Saved data entries:
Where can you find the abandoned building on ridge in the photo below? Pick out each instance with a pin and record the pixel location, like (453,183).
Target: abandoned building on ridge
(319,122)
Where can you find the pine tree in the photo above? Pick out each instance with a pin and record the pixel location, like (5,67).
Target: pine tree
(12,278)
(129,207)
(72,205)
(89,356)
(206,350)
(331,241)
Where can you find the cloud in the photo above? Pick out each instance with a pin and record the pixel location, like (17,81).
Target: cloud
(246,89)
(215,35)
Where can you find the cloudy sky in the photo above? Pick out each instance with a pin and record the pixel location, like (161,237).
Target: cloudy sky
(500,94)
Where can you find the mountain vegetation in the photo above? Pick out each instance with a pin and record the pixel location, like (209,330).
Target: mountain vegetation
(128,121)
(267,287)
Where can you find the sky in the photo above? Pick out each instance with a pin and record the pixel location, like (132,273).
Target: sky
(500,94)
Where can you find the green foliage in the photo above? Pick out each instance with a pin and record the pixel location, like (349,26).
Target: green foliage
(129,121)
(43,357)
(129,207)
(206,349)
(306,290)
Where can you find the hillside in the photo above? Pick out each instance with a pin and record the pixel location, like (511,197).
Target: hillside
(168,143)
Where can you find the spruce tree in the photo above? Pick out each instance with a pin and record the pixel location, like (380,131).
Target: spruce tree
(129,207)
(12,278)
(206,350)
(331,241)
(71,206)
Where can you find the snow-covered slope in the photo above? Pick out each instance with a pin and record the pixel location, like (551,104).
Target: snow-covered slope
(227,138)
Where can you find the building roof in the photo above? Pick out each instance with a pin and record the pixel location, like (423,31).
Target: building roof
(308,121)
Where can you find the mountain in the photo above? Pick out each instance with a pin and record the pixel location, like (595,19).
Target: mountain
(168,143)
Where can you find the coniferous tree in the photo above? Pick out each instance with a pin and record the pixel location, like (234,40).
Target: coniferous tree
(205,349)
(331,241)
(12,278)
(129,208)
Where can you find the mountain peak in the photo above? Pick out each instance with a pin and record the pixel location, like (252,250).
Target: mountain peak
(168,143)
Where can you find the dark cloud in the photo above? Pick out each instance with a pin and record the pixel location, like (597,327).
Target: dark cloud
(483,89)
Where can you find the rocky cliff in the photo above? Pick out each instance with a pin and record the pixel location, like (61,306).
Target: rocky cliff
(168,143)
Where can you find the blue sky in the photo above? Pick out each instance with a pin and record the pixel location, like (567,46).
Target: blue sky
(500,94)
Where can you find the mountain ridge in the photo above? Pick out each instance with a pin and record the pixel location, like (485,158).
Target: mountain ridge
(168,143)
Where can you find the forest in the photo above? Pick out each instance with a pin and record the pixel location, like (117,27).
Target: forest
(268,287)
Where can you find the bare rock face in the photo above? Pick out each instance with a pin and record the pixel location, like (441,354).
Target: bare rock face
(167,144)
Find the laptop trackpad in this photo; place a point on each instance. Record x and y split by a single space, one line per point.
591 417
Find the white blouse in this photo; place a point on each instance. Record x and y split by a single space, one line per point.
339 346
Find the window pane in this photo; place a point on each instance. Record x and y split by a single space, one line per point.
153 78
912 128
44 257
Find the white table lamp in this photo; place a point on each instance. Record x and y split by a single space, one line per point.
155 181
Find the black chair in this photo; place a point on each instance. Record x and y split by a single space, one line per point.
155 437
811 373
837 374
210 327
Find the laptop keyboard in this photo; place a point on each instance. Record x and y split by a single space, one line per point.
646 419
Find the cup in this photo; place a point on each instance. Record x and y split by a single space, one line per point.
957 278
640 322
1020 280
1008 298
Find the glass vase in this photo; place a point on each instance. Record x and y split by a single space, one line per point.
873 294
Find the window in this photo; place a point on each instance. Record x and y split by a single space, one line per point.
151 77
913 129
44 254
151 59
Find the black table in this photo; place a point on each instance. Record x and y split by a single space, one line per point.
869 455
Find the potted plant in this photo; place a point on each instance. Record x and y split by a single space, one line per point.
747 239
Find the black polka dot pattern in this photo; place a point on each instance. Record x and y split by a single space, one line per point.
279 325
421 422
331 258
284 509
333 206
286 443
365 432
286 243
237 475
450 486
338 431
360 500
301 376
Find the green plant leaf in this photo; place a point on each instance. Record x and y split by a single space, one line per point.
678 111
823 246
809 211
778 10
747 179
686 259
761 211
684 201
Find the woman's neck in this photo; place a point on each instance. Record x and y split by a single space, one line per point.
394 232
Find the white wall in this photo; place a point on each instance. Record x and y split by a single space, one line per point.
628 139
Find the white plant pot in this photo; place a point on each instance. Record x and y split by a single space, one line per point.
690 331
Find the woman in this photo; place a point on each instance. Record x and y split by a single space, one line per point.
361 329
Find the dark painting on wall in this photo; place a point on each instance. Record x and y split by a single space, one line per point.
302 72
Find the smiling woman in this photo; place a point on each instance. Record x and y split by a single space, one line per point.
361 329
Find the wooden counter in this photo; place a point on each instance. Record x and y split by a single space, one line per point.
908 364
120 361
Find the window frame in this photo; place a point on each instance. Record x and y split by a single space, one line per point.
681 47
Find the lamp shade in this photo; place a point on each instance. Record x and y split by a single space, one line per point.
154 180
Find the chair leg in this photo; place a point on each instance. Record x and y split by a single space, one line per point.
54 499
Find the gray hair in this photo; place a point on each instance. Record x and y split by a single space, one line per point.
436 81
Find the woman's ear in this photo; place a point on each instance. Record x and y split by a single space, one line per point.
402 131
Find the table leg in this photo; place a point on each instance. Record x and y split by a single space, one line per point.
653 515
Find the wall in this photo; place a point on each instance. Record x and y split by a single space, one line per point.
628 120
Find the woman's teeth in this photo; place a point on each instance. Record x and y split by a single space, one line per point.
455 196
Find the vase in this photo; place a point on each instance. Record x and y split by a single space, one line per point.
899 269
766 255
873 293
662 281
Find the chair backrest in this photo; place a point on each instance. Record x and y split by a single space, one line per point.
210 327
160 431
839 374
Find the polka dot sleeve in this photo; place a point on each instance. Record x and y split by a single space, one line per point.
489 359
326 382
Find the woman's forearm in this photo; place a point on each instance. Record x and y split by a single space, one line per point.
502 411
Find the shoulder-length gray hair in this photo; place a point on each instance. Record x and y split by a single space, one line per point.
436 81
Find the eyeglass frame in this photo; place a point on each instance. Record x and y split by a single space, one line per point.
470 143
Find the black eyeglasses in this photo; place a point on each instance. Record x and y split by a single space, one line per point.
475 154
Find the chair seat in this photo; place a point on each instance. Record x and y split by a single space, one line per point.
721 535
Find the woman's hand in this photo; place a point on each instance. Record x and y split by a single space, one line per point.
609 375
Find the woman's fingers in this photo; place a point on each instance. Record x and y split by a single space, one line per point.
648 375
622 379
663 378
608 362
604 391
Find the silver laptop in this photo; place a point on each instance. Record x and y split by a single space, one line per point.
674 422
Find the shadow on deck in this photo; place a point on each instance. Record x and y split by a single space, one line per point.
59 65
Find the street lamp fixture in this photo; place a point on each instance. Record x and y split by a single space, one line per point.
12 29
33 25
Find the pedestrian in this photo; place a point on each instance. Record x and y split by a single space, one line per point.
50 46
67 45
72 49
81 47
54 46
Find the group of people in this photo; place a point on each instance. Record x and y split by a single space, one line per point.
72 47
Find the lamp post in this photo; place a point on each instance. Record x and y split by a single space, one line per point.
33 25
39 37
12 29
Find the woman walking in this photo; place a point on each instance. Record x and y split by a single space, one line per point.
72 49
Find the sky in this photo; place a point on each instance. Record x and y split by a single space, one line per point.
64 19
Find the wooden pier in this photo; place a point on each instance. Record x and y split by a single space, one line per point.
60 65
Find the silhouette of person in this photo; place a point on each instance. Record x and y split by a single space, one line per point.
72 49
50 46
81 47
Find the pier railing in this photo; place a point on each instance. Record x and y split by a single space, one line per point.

→ Aim of the task: Give the records again, unchanged and complete.

→ Exercise answer:
Where can you find the abandoned building on ridge in the photo below? Pick out each instance with a pin and record the pixel location, like (453,183).
Target: abandoned building on ridge
(319,122)
Where can you find the pine tree in the photo above? Pick out each instance with a pin and record the pixel location, like (5,67).
Target: pine tree
(12,278)
(129,207)
(72,205)
(89,356)
(206,350)
(331,241)
Where can you find the cloud in the photo above? Pick out each instance with a pin and record the pixel location, like (17,81).
Target: cloud
(246,89)
(215,35)
Where can you find the cloudy sky in the photo above? Pick out each instance with a pin and record the pixel location, like (161,237).
Target: cloudy sky
(500,94)
Where can you find the mountain vegetation in the photo above? Pick out each instance with a pin and record the pixel location, like (209,330).
Target: mountain vegetation
(128,121)
(267,287)
Where can you find the sky in the photo above? Pick out each instance with a pin and record the pixel location, like (132,273).
Target: sky
(500,94)
Where can you find the green foliage in the photo above? Pick out each instance with a pin and record the pixel location, like (349,26).
Target: green foliage
(129,121)
(43,357)
(129,207)
(206,349)
(306,290)
Where can you find the hillside in the photo above? Pick out each instance with a pin and record the pixel location, like (511,197).
Target: hillside
(168,143)
Where can you find the spruce tree in the photo above? Pick out each instance with a pin and record the pixel location, like (380,131).
Target: spruce tree
(129,207)
(12,278)
(206,350)
(331,241)
(71,206)
Where can you find the snow-covered slope in the photo above? Pick out each instance with a pin and record the pixel location, like (551,104).
Target: snow-covered slope
(227,138)
Where can you find the building roof in the photo above? Pick out each instance with a pin and record the pixel location, like (423,31).
Target: building roof
(308,121)
Where can you find the mountain in the photo above? Pick out each instance with a pin and record the pixel location, like (595,19).
Target: mountain
(168,143)
Where can you find the coniferous tree in the photo above? Pick out each instance with a pin and record the pixel location, like (234,40).
Target: coniferous tree
(205,349)
(331,241)
(12,278)
(129,208)
Where can you find the mountain peak in the photo above? Pick out each instance with a pin and record the pixel location, like (252,250).
Target: mountain peak
(168,143)
Where can you find the dark cloud in the photo above? Pick out each instance with a pin and record the pixel location, like (597,327).
Target: dark cloud
(483,89)
Where can you find the rocky cliff in the photo above? Pick out each instance with a pin and record the pixel location, like (61,306).
Target: rocky cliff
(168,143)
Where can you find the blue sky in the photo above? Pick out each instance with a pin and record the pixel location, like (567,46).
Target: blue sky
(500,94)
Where can you find the mountain ridge in the photo above? Pick out each instance with a pin and record the pixel location, like (485,158).
Target: mountain ridge
(168,143)
Where can you find the forest in the photo above? Pick out each instance with a pin and record the pixel location, like (117,27).
Target: forest
(268,287)
Where can you find the bare rock face in the photo above? Pick out each instance with a pin and record the pixel location, like (441,354).
Target: bare rock face
(167,144)
Find the laptop trackpad in this photo; place a point on each instance. Record x and y split by a single space, one line per point.
591 417
Find the white blouse in this photo; place a point on each instance. Record x and y split by a single space, one line per point.
339 346
Find the window pane in this photo; place a point on each instance. Record x and y split by a single space, one line per point.
153 78
912 128
44 257
Find the white table lamp in this photo; place a point on each instance. Record x and y split by a single space, one line per point.
155 181
Find the black chair in this photo; place a point on each instance. Record x and y split by a single space, one line per point.
155 437
811 373
837 374
210 327
Find the laptop keyboard in this photo; place a point on each instance. Record x and y split by a single space, one line per point.
646 419
Find the cup in this photo; place a point on each instance. Record x and y split by a single space, one line per point.
957 278
640 322
1020 280
1008 298
Find the glass vase in this photo; place a point on each instance. Record x and y split by a single space, one line per point.
873 294
Find the window in this photo; place a point on each instance. Record x and y split by a single space, one line per point.
151 77
913 129
44 254
151 59
Find the black table in this photo; place a point on each instance. Record x and y split by a single space, one line per point.
869 455
Find the potted plant in this photo; place a point on each instance. Record x and y split by a single space, one line per point.
747 239
Find the black polka dot pattern in this photo; place a point on each instance. Record x and y split by a single space, one line per point.
279 325
421 422
331 258
284 509
333 206
286 443
365 432
286 243
237 475
450 486
338 431
360 500
301 376
Find the green plant leaf in this photo; place a point on each instance. Record x and y split by a single space, one line per point.
678 111
823 246
809 211
778 10
747 179
686 259
761 211
684 201
Find the woman's neck in this photo; place a point on each instance. Record x and y split by a single space, one line per point.
394 232
Find the white wall in this photo; place a point on each instance. Record x and y split by a single space, one line per point.
628 139
Find the white plant pot in this photo; place a point on each instance. Record x and y split by a single space, one line per point.
690 331
Find the woman in this photo; place a point on each instance. Record x and y split by a single space, one line per point.
361 329
Find the dark painting on wall in this photo; place a point on each instance. Record x and y split by a single space, one line per point.
302 72
Find the smiling woman in this photo; place a point on each instance. Record x and y split by a single space, one line per point.
361 329
Find the wooden counter in this photo; place a point on each instance. Record x and y split by a single space, one line per point.
908 364
120 361
Find the window frame in this photo; place a point on each instance. Record x and y split by a single space, one line per point.
681 47
Find the lamp shade in this photo; place a point on each instance. Record x and y split by a single space, one line per point.
154 180
Find the chair leg in this photo; place a point on each instance. Record x and y split by a single space, one line per point.
54 499
Find the gray hair in this photo; place a point on each instance. Record x and y split by a single space, one line per point.
436 81
Find the woman's ear in this photo; place a point on each instance. Record x and y split by a single space, one line per point.
402 131
Find the table leg in this photo; place a point on each instance. Record x and y split by a single space, one line per point.
653 515
Find the wall in this photo; place a point on each instance. Record x and y split by a single space, one line per point.
628 120
Find the woman's teeth in this photo; place a point on each instance. Record x and y split by a single space, one line per point.
455 196
Find the vase in this photo; place a point on each instance. Record x and y split by a single space, one line per point.
899 269
766 255
873 293
662 281
Find the chair backrest in this photo; place a point on each instance. Record x and y split by a single space, one line per point.
210 327
160 431
839 374
Find the polka dot sleeve in this photo; place a point on each instance. Record x and y split by a single space, one line per point.
489 359
326 382
Find the woman's forearm in this photo; place a point on each instance. Record x and y split by a single space, one line per point.
502 411
Find the shoulder-length gray hair in this photo; place a point on each instance. Record x and y split by a single space, one line per point.
436 81
Find the eyeglass frame in this photo; place a point on each instance. Record x and y split by a single space, one line per point.
470 143
Find the black eyeglasses in this photo; place a point on each instance. Record x and y split by a single space, one line per point.
475 154
Find the chair seat in this photo; place a point on each instance. Record x and y split by a single space, one line per point.
721 535
Find the woman's hand in this photo; place a point on each instance. Record x and y split by a single space, one line per point.
609 375
Find the woman's fingers in this photo; place a point on each instance. Record x and y split by a single space, one line per point.
648 375
622 379
663 378
608 362
604 391
Find the silver laptop in this photo; place a point on each instance. Record x and y split by a single space, one line per point.
674 422
Find the shadow on deck in this photo; place a point on each instance. Record x and y split by a single space, one line per point.
59 65
Find the street lamp fixture in this photo; place a point on each instance. Record x and y split by a single space, one line per point.
12 29
33 25
Find the pedestrian in this photo; place a point on each instance. Record x and y split by a single space, one line per point.
50 46
67 45
72 49
81 47
54 46
Find the group of people in this photo; place a point on each instance. Record x and y split by a single space, one line per point.
72 47
Find the lamp post in this photo; place a point on each instance. Record x and y split by a single space, one line per point.
33 25
39 37
12 29
Find the woman walking in this photo; place a point on each instance. Record x and y split by a single space, one line per point.
72 49
Find the sky in this photo; place a point on each instance. Record x and y split by a single space, one line per point.
64 19
Find the wooden pier in this photo; place a point on each instance. Record x and y split by a single space, one line per point.
60 65
Find the silhouette of person in this photo; place a point on each instance. Record x and y split by a single space, one line per point.
72 49
50 46
81 47
Find the pier railing in this photo; place a point on each instance. Record x and y split by a single space, one line per point.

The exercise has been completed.